**What the exercise asks**
Format the items from the line containing "Where can the red" through the end of the items as a two-column CSV with the columns item_text and item_answer, one row per item. Put each field in quotation marks and replace its line breaks with spaces.

**Extracted information**
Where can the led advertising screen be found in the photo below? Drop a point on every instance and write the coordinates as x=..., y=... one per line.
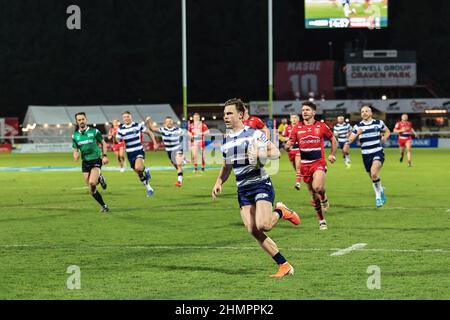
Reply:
x=330, y=14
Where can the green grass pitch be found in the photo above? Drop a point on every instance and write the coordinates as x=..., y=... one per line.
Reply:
x=182, y=245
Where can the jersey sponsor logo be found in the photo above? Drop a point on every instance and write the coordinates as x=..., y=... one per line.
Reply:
x=310, y=139
x=85, y=142
x=260, y=196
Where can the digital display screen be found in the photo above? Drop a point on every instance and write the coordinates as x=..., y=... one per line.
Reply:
x=332, y=14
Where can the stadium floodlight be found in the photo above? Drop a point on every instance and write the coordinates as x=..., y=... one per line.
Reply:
x=184, y=55
x=270, y=46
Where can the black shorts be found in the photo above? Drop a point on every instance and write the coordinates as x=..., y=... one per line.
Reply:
x=87, y=166
x=368, y=159
x=132, y=156
x=173, y=155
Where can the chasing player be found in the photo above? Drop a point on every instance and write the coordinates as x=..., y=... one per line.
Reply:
x=342, y=131
x=255, y=123
x=294, y=152
x=197, y=130
x=172, y=138
x=310, y=135
x=244, y=150
x=371, y=134
x=130, y=133
x=118, y=147
x=86, y=140
x=405, y=131
x=347, y=9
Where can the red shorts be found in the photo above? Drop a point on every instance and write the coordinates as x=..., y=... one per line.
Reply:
x=199, y=144
x=307, y=170
x=402, y=142
x=117, y=146
x=292, y=155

**Result**
item_text,item_answer
"Where can the red shorts be found in the photo above? Drop a point on every instance and write the coordinates as x=..., y=... one per line. Reply:","x=199, y=144 x=307, y=170 x=402, y=142 x=117, y=146 x=292, y=155"